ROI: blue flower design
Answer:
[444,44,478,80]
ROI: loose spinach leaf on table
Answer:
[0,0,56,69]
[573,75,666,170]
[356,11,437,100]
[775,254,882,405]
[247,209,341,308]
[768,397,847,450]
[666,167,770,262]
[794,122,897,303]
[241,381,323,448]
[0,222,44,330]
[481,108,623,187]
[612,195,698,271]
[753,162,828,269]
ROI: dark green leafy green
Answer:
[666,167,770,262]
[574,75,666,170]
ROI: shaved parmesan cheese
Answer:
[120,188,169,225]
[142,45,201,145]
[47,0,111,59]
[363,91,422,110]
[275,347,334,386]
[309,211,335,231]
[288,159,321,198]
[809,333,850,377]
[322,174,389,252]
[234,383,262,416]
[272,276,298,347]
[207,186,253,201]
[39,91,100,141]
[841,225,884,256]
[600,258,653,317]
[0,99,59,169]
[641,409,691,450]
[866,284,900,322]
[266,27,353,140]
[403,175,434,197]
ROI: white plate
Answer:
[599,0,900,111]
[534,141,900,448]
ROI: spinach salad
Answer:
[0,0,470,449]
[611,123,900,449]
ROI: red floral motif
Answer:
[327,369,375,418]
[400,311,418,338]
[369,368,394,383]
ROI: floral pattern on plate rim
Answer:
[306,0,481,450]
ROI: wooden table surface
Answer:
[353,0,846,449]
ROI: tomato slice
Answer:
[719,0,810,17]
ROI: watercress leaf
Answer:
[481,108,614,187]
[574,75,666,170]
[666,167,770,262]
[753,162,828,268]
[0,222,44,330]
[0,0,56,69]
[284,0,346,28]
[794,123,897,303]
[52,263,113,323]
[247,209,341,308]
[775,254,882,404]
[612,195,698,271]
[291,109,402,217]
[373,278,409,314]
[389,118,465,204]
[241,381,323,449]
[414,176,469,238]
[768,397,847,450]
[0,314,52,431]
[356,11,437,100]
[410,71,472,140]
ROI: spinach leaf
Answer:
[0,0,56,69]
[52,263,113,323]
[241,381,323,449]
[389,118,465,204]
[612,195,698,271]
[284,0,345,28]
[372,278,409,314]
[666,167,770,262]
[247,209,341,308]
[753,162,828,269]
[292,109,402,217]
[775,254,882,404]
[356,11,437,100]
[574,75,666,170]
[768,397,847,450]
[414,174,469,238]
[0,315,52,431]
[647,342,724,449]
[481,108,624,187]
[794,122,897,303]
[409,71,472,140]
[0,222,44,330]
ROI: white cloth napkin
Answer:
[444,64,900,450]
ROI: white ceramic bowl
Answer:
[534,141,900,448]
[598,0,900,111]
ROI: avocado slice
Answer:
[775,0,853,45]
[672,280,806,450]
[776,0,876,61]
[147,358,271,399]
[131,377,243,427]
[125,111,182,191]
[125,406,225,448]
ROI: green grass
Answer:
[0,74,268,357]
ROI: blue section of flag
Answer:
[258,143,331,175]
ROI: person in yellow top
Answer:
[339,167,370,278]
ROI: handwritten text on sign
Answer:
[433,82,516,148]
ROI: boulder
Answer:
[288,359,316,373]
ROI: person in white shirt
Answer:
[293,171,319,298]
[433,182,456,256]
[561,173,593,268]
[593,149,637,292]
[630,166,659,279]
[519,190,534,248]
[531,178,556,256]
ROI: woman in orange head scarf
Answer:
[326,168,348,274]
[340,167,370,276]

------------------------

_What you have to do_
Render these records as a two-column CSV with the headers "label" and "boxes" and one row per record. Put each record's text and its full answer in its own quoted field, with line breaks turned into spaces.

_Exercise response_
label,boxes
"ROI: blue flower design Answer:","[444,44,478,80]"
"ROI: loose spinach leaf on table Answer:","[0,0,56,69] [573,75,666,170] [356,11,437,100] [775,254,882,405] [247,209,341,308] [768,397,847,450] [666,167,770,262] [794,122,897,303] [241,381,323,448] [0,222,44,330] [481,108,623,187] [612,195,698,271] [753,162,828,269]"
"ROI: dark green leafy green Answer:","[666,167,770,262] [574,75,666,170]"
"ROI: shaved parmesan cheese Answer:","[120,188,169,225] [142,45,201,145] [47,0,111,59] [363,91,422,110] [275,347,334,386] [309,211,335,231] [288,159,321,198] [809,333,850,377] [322,174,389,252] [234,383,262,416] [272,276,298,347] [207,186,253,201] [39,91,100,141] [841,225,884,256] [600,258,653,317] [0,99,59,169] [641,409,691,450] [866,284,900,322] [266,27,353,140] [403,175,434,197]"
"ROI: white plate Answer:","[599,0,900,111] [534,141,900,448]"
"ROI: spinach salad Answer:","[0,0,470,449] [611,123,900,449]"
"ROI: red floral motif Answer:","[327,369,375,418] [400,311,418,338] [369,368,394,383]"
"ROI: floral pattern on plate rim Answer:","[306,0,481,450]"
"ROI: wooden table surface Answer:","[353,0,846,449]"
"ROI: tomato slice Answer:","[719,0,810,17]"
"ROI: watercress leaf Answer:","[481,108,614,187] [574,75,666,170] [666,167,770,262] [753,162,828,268] [0,222,44,330] [0,0,56,69] [284,0,346,28] [794,123,897,303] [52,263,113,323] [247,209,341,308] [775,254,882,404] [612,195,698,271] [291,109,402,217] [373,278,409,314] [389,118,465,204] [241,381,323,449] [414,176,469,238] [768,397,847,450] [0,314,52,431] [356,11,437,100] [410,71,472,140]"
"ROI: spinach leaf Answer:","[0,0,56,69] [52,263,113,323] [241,381,323,449] [389,118,465,204] [612,195,698,271] [284,0,345,28] [372,278,409,314] [666,167,770,262] [247,209,341,308] [753,162,828,269] [292,109,402,217] [775,254,882,404] [356,11,437,100] [574,75,666,170] [768,397,847,450] [414,174,469,238] [0,315,52,431] [647,342,724,449] [481,108,624,187] [794,122,897,303] [409,71,472,140] [0,222,44,330]"
"ROI: white cloth napkin Answer:","[444,64,900,450]"
"ROI: white ceramic bowl Answer:","[534,141,900,448] [598,0,900,111]"
"ROI: avocado slice Answer:","[775,0,853,45] [672,280,806,450] [776,0,876,61] [147,358,271,399] [131,377,243,427] [125,111,182,191] [125,406,225,448]"
"ROI: green grass Answer:","[0,74,268,357]"
"ROI: blue section of flag Answer:","[258,143,331,175]"
"ROI: person in yellow top Answer:","[339,167,370,278]"
"ROI: handwritten text on sign Answer:","[433,82,516,148]"
"ROI: boulder Answer:","[288,359,316,373]"
"ROI: person in white shirt Answer:","[293,171,319,298] [433,182,456,256] [561,173,593,268] [593,149,637,292] [630,166,659,279] [519,190,534,248] [531,178,556,256]"
"ROI: woman in orange head scarf Answer:","[326,168,348,274] [340,167,370,276]"